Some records

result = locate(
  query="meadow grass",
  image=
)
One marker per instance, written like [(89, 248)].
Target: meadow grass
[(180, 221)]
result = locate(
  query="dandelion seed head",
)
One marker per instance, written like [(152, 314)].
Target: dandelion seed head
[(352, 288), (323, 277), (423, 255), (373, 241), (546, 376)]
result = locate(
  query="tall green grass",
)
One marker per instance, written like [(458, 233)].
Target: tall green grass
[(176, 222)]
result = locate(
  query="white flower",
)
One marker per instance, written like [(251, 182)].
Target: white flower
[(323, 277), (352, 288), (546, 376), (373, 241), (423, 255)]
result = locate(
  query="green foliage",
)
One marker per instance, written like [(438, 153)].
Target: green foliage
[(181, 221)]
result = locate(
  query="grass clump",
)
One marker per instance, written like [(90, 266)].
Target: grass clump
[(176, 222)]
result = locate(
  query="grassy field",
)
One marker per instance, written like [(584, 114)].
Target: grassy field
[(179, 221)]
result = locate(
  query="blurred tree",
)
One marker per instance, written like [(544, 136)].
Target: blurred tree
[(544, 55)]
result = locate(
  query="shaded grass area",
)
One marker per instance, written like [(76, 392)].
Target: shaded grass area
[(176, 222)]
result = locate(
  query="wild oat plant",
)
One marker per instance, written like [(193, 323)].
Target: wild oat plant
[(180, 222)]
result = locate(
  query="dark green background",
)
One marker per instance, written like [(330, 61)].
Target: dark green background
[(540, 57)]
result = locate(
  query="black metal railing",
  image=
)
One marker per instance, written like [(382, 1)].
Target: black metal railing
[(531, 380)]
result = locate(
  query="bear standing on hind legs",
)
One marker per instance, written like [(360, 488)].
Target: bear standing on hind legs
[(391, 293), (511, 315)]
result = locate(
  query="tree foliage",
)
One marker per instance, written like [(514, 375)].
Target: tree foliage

### Exercise aim
Rewrite all of the data above, swapping "One marker per instance" for "One point per instance" wherever it occurs and leaving everything else as it is.

### The result
result = locate(
  query="meadow grass",
  image=
)
One point per instance, written like [(89, 248)].
Target: meadow grass
[(180, 221)]
result = locate(
  query="dandelion seed head",
)
One point per instance, written like [(152, 314)].
Target: dandelion seed head
[(352, 288), (323, 277), (423, 255), (373, 241), (546, 376)]
result = locate(
  query="tall green grass",
)
One point per instance, written like [(458, 233)].
Target: tall green grass
[(176, 222)]
result = locate(
  query="white flower",
)
One point per instance, written like [(251, 182)].
Target: white flower
[(323, 277), (352, 288), (546, 376), (373, 241), (423, 255)]
result = locate(
  query="green foliage",
)
One point per instance, written like [(438, 153)].
Target: green foliage
[(181, 221)]
result = locate(
  query="grass clump",
)
One point per instance, written like [(90, 266)].
Target: grass clump
[(176, 222)]
result = locate(
  query="grassy field",
)
One point per instance, written like [(584, 114)].
Target: grassy field
[(179, 221)]
result = locate(
  query="blurred tree",
)
One point per instance, written like [(544, 136)].
Target: blurred tree
[(544, 55)]
result = locate(
  query="shaded grass area",
)
One point per instance, written like [(76, 392)].
Target: shaded grass area
[(176, 222)]
result = locate(
  query="wild oat plant",
)
One point per instance, written like [(193, 323)].
Target: wild oat plant
[(180, 222)]
result = locate(
  query="dark green background",
)
One point per instance, written like [(330, 61)].
Target: dark green background
[(540, 57)]
result = locate(
  query="black metal railing",
  image=
)
One point per instance, written like [(382, 1)].
Target: black metal railing
[(531, 380)]
result = locate(
  query="bear standing on hind legs",
)
One point per instance, written like [(360, 488)].
Target: bear standing on hind legs
[(391, 293), (511, 315)]
result = locate(
  query="tree foliage",
)
One point per instance, written like [(514, 375)].
Target: tree foliage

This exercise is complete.